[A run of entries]
-.-.-

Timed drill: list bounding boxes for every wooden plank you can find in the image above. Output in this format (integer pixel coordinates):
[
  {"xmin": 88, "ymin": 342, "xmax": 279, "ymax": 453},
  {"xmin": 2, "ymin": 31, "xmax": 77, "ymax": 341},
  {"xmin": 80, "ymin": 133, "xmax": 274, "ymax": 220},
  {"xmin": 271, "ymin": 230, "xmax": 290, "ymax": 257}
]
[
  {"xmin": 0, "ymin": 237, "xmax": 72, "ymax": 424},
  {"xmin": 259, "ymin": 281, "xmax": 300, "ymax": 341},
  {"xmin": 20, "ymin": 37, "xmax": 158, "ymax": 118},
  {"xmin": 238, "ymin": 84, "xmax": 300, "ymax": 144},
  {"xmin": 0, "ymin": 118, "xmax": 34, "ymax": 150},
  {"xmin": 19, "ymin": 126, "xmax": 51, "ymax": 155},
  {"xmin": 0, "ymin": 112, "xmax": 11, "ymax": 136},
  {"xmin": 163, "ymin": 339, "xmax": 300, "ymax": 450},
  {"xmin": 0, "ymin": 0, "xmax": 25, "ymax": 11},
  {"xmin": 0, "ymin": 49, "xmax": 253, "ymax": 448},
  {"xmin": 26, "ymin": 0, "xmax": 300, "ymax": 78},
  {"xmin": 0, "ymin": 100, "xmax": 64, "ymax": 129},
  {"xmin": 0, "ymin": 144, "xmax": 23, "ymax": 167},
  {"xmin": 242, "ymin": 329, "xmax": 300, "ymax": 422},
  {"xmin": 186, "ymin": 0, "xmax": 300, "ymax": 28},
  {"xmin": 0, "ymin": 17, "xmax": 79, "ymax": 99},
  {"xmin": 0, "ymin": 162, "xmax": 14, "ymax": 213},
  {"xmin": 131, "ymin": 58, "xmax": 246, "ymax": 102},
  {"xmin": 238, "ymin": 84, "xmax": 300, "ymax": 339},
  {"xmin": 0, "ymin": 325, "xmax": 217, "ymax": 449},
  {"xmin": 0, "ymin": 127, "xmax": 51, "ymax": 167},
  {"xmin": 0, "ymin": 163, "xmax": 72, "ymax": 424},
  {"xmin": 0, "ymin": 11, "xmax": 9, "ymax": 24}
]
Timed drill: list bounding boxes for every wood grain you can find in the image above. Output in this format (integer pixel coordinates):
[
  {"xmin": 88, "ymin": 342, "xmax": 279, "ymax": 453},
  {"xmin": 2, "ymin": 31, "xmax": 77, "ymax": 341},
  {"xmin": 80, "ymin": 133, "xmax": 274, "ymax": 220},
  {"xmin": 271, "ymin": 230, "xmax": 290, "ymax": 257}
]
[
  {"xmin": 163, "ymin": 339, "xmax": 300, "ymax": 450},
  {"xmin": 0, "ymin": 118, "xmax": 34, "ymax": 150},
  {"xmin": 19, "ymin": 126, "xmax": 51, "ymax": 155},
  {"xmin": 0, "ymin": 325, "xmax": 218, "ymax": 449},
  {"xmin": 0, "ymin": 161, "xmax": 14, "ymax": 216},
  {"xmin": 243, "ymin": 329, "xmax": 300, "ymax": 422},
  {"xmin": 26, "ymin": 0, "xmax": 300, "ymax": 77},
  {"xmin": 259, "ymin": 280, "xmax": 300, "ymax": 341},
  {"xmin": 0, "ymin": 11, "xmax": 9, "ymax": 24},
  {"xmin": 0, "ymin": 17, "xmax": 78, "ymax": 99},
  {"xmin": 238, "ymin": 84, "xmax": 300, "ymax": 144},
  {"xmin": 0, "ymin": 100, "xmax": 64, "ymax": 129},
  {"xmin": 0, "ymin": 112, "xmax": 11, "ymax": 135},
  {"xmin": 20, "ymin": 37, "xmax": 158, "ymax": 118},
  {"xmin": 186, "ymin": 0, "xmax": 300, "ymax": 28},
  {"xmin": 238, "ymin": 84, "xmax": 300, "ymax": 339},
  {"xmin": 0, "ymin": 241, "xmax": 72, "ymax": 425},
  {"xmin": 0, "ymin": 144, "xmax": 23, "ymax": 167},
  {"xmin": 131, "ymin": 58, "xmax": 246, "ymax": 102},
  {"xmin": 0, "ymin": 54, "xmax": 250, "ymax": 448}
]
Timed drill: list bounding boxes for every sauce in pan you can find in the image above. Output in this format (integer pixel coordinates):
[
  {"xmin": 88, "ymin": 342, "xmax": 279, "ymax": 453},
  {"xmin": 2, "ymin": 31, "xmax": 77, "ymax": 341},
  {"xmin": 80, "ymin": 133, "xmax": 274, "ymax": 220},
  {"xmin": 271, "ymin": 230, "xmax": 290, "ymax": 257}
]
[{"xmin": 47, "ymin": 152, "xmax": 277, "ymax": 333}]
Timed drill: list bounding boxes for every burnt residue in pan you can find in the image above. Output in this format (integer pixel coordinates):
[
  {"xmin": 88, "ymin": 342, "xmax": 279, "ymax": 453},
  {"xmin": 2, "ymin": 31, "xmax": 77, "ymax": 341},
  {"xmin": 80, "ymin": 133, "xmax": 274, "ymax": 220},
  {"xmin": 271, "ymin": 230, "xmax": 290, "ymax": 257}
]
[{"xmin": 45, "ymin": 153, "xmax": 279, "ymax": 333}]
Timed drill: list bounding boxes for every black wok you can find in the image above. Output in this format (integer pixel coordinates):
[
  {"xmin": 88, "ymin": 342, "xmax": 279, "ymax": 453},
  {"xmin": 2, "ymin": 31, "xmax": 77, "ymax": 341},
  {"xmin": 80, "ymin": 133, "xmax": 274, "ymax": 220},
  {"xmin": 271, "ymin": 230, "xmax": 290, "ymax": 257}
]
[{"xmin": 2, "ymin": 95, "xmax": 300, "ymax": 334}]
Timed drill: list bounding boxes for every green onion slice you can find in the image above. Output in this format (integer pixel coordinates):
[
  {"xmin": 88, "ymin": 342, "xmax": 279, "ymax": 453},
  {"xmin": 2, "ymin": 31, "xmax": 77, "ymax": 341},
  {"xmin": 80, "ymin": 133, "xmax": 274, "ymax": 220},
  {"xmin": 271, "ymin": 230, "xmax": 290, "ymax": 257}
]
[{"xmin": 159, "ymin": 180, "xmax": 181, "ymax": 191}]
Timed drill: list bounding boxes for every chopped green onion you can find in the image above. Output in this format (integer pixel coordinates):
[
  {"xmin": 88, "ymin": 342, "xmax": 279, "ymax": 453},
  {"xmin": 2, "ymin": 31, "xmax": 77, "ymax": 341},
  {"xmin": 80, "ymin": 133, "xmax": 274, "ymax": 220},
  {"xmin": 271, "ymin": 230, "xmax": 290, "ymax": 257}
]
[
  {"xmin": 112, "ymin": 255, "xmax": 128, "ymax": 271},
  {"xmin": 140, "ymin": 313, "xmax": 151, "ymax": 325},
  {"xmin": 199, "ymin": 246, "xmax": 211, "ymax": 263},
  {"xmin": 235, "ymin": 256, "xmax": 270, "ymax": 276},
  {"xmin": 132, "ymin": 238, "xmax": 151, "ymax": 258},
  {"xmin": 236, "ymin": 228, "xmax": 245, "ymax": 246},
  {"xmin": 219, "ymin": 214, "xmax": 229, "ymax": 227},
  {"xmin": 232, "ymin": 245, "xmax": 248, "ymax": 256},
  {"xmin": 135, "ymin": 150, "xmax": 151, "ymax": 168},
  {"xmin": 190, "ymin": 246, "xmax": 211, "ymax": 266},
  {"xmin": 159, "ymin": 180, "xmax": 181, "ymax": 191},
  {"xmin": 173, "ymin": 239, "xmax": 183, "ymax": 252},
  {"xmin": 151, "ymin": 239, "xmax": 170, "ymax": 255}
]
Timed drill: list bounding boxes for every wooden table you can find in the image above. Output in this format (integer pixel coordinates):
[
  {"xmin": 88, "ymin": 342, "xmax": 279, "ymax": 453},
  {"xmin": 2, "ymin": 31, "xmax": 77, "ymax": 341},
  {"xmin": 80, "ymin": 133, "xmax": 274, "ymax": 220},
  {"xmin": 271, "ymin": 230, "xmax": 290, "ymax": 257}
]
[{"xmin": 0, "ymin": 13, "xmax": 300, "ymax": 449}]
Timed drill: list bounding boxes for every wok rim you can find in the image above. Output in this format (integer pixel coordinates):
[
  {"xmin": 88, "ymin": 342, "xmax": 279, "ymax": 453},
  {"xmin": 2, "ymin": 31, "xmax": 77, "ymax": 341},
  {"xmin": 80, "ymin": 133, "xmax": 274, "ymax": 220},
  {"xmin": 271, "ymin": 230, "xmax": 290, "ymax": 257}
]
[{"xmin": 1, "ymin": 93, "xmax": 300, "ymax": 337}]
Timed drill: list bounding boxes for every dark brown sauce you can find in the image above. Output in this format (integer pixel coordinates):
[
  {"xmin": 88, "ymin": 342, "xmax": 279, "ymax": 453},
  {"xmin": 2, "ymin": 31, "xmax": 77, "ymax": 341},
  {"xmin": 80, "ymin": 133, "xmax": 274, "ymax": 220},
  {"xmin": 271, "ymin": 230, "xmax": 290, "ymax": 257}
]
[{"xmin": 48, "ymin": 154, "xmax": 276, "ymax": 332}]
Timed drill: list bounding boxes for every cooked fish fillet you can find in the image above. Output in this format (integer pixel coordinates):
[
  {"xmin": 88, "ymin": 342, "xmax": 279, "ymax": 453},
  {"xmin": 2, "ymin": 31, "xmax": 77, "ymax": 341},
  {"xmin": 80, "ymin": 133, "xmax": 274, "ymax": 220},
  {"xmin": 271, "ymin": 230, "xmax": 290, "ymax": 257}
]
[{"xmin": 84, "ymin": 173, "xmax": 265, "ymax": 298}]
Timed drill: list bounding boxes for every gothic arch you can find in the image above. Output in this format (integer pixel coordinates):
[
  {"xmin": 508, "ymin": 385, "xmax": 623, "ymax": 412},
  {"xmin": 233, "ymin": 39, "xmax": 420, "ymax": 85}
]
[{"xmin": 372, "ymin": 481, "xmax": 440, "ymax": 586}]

-.-.-

*Work instructions*. Copy out the lines word for word, starting at the line that contains "Timed drill: list bounding boxes for every cooked" and ending at the last line of the entries.

*Written answer*.
Timed drill: list bounding boxes for every cooked fish fillet you can find in the image above. Output in this format (integer pixel coordinates):
[
  {"xmin": 88, "ymin": 342, "xmax": 279, "ymax": 453},
  {"xmin": 2, "ymin": 31, "xmax": 77, "ymax": 341},
  {"xmin": 80, "ymin": 133, "xmax": 274, "ymax": 220},
  {"xmin": 271, "ymin": 230, "xmax": 290, "ymax": 257}
]
[{"xmin": 84, "ymin": 173, "xmax": 265, "ymax": 298}]
Timed drill: list bounding boxes for every gothic arch you can find in the image above. Output in this format (integer pixel coordinates):
[
  {"xmin": 508, "ymin": 385, "xmax": 623, "ymax": 412},
  {"xmin": 233, "ymin": 39, "xmax": 420, "ymax": 85}
]
[{"xmin": 372, "ymin": 481, "xmax": 440, "ymax": 586}]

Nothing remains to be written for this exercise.